Task statement:
Beginning at the line that contains "[locate] light wooden" and ending at the last line of the entries, write out each line exactly; include nothing outside that span.

Task inputs:

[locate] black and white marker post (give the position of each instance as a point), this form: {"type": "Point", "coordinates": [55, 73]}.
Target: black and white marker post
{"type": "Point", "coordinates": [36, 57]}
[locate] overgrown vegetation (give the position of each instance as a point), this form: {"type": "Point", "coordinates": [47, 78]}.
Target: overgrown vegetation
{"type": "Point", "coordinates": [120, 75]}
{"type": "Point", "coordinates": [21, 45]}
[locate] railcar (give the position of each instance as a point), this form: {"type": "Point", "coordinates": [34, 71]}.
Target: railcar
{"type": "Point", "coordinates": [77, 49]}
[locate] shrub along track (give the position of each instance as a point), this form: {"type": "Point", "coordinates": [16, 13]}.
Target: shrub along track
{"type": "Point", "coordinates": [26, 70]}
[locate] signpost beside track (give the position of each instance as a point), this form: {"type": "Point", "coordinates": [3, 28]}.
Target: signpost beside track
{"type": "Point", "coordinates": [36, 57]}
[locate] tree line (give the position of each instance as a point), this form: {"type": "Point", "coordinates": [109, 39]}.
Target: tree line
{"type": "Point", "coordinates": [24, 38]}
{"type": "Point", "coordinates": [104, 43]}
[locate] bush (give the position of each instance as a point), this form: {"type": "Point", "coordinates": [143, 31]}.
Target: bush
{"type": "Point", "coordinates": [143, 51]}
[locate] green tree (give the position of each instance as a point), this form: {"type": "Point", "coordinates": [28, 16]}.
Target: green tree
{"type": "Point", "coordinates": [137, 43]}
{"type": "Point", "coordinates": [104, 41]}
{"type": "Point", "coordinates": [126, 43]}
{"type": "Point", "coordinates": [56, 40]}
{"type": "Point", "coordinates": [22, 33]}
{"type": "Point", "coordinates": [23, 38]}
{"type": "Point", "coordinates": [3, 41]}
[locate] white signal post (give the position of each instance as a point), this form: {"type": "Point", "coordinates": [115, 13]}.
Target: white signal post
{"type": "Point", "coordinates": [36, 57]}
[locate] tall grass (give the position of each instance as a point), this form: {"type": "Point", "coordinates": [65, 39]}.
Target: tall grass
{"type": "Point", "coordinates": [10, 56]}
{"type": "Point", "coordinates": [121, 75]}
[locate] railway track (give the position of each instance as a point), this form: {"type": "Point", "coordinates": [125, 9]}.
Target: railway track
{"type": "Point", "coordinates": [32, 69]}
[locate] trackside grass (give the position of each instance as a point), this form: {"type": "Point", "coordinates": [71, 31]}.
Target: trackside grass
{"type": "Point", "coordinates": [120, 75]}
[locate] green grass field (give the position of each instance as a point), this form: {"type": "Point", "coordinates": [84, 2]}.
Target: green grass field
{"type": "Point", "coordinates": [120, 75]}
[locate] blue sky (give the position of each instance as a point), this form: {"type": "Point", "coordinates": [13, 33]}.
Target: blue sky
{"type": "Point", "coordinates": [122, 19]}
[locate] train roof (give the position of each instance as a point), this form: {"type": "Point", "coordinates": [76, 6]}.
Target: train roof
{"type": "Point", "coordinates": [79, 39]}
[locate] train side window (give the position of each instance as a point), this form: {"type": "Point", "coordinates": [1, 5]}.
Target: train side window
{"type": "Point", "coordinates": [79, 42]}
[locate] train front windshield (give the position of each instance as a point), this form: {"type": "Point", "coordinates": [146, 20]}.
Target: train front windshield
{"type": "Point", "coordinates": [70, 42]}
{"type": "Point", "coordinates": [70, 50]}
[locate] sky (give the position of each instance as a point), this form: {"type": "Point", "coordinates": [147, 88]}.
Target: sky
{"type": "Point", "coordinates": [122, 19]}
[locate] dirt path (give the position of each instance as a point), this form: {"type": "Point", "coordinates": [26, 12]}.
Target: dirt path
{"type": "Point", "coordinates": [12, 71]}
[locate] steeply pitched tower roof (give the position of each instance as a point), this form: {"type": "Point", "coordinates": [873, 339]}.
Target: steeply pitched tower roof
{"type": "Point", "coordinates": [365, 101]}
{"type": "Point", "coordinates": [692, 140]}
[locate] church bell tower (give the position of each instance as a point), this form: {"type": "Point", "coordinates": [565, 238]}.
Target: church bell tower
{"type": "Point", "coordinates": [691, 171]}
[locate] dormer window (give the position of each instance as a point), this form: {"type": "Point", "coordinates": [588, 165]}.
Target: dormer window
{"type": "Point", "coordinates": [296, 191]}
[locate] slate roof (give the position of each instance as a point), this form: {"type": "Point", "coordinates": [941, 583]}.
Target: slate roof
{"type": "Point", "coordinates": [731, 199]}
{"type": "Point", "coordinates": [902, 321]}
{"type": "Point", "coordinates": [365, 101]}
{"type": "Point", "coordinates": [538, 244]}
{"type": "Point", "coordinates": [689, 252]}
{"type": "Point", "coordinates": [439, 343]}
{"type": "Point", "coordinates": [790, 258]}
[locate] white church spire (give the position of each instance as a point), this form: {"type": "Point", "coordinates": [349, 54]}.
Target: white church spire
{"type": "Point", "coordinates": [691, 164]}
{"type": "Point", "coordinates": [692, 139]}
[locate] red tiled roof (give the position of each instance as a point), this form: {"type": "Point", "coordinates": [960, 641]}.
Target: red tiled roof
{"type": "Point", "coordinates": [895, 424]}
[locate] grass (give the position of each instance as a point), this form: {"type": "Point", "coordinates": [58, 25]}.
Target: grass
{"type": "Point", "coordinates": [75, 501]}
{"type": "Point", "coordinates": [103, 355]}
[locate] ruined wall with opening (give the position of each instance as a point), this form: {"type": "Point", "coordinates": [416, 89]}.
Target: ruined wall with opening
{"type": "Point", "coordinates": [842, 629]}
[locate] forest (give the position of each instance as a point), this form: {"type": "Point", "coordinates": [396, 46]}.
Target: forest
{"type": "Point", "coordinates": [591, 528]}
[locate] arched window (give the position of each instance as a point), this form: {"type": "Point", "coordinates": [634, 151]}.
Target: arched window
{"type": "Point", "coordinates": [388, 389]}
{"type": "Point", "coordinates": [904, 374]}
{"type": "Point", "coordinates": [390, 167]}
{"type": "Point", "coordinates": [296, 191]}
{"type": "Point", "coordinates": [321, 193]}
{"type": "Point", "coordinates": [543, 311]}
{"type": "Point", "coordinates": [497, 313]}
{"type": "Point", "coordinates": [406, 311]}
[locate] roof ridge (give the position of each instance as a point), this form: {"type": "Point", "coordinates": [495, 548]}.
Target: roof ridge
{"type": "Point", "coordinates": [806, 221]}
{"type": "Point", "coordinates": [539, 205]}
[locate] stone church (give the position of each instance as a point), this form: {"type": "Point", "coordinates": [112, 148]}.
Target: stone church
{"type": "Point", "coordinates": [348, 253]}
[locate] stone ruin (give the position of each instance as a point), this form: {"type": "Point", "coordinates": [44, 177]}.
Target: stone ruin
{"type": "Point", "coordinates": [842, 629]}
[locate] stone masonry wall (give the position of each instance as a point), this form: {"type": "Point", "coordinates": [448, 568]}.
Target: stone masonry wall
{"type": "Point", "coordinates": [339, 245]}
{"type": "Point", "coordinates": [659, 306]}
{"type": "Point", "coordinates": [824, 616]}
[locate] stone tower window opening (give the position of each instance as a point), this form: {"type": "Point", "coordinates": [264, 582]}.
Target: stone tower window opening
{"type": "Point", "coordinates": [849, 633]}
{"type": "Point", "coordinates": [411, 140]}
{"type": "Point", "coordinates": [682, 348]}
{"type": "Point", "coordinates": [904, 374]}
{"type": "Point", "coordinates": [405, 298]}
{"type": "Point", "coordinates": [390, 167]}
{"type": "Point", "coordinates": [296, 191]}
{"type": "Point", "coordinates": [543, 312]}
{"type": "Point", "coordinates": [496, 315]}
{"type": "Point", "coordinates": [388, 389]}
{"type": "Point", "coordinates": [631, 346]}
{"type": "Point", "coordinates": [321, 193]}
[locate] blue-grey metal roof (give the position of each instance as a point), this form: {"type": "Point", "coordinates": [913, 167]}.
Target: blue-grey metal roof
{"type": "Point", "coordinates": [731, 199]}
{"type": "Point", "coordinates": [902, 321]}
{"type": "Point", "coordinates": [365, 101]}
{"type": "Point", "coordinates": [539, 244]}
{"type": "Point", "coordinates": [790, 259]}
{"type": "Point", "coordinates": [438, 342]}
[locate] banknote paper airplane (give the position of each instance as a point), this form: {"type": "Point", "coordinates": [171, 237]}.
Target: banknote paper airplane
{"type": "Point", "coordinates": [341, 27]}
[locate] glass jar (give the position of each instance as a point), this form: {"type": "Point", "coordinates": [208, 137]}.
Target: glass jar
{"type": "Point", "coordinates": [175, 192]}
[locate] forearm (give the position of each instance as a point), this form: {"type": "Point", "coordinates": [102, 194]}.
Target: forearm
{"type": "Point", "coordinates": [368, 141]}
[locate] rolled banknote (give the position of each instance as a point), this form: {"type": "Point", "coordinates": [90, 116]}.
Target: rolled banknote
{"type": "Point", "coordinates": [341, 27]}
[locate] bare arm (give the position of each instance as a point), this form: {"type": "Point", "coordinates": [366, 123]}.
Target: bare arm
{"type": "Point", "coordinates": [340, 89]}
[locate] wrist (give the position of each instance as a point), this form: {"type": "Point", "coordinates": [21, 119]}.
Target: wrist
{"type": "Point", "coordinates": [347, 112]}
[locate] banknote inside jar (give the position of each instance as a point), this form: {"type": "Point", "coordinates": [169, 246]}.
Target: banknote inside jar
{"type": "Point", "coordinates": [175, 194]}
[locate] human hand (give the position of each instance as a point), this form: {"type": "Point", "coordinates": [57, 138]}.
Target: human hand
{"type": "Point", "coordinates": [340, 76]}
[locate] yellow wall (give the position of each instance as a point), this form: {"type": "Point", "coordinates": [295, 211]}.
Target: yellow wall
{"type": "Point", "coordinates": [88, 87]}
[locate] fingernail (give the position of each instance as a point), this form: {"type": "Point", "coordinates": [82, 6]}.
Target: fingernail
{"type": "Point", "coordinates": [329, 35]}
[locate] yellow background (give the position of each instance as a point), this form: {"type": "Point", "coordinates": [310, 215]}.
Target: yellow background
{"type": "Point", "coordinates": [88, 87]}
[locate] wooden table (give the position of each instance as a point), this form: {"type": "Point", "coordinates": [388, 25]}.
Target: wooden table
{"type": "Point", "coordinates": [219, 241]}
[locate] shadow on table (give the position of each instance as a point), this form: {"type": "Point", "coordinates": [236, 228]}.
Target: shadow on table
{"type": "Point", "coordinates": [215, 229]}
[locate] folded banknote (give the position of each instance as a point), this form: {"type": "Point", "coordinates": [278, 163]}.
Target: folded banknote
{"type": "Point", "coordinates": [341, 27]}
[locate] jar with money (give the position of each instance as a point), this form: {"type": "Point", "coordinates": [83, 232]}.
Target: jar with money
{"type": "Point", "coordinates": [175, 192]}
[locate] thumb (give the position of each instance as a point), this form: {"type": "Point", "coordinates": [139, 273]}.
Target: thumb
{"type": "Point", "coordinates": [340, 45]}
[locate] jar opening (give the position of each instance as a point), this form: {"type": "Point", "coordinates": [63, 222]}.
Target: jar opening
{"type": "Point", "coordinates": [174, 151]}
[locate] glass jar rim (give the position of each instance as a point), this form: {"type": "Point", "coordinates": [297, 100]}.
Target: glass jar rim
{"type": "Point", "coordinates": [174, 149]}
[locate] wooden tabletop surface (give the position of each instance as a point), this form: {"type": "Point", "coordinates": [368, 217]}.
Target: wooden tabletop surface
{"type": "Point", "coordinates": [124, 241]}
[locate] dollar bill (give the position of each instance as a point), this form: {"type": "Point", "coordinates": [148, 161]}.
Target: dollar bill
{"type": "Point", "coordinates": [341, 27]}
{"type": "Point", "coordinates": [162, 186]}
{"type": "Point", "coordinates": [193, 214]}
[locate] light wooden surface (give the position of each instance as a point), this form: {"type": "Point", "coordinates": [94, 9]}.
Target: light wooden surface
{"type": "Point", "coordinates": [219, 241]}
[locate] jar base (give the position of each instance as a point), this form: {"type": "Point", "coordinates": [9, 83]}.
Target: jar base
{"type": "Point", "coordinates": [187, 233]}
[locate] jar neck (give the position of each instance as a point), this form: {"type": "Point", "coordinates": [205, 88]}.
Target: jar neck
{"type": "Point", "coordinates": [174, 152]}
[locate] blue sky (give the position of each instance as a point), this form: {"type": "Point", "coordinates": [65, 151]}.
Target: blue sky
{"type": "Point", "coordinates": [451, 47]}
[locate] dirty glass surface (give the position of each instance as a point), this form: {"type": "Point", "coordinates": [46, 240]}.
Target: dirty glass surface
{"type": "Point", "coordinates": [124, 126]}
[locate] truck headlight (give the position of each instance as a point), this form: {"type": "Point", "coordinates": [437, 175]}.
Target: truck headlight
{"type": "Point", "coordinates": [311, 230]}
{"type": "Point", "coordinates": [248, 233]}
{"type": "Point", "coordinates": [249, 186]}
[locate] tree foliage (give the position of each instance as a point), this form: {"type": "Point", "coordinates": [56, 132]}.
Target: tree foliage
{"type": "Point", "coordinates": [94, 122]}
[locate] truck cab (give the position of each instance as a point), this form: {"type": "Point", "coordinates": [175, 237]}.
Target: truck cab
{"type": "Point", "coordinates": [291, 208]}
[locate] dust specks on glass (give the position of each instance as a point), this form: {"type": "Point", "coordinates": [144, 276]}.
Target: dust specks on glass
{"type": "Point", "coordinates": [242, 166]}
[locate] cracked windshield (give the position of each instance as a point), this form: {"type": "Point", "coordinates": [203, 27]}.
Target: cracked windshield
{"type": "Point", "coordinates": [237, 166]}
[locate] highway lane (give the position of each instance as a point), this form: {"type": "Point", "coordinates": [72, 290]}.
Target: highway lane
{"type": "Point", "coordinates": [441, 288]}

Full output:
[locate] light wooden surface (give the position of each instance as a point), this form: {"type": "Point", "coordinates": [94, 9]}.
Target: light wooden surface
{"type": "Point", "coordinates": [219, 241]}
[locate] jar base (give the position of each instance as a point), this form: {"type": "Point", "coordinates": [9, 83]}.
Target: jar base
{"type": "Point", "coordinates": [187, 233]}
[locate] jar neck (give the position of each instance as a point), this form: {"type": "Point", "coordinates": [205, 88]}.
Target: jar neck
{"type": "Point", "coordinates": [174, 152]}
[locate] blue sky (give the position of each instance as a point), this form: {"type": "Point", "coordinates": [65, 151]}.
Target: blue sky
{"type": "Point", "coordinates": [451, 47]}
[locate] dirty glass surface (give the position of each instance as a point), this form: {"type": "Point", "coordinates": [46, 240]}.
Target: dirty glass surface
{"type": "Point", "coordinates": [124, 126]}
[locate] truck headlight (give the position of each instance as a point), this form: {"type": "Point", "coordinates": [437, 175]}.
Target: truck headlight
{"type": "Point", "coordinates": [311, 230]}
{"type": "Point", "coordinates": [248, 233]}
{"type": "Point", "coordinates": [249, 186]}
[locate] tree foliage (give the position of each instance as a point), this form: {"type": "Point", "coordinates": [56, 132]}.
Target: tree foliage
{"type": "Point", "coordinates": [94, 122]}
[locate] truck cab (give the position of each instance as a point), this form: {"type": "Point", "coordinates": [175, 237]}.
Target: truck cab
{"type": "Point", "coordinates": [291, 208]}
[locate] dust specks on glass (give the position of each instance as a point), this form: {"type": "Point", "coordinates": [144, 276]}.
Target: dust specks on glass
{"type": "Point", "coordinates": [242, 166]}
[locate] cracked windshield (give the position of each instance as a point), this form: {"type": "Point", "coordinates": [203, 27]}.
Target: cracked windshield
{"type": "Point", "coordinates": [237, 166]}
[locate] highway lane (give the position of each instance as a point), this form: {"type": "Point", "coordinates": [72, 290]}.
Target: highway lane
{"type": "Point", "coordinates": [441, 288]}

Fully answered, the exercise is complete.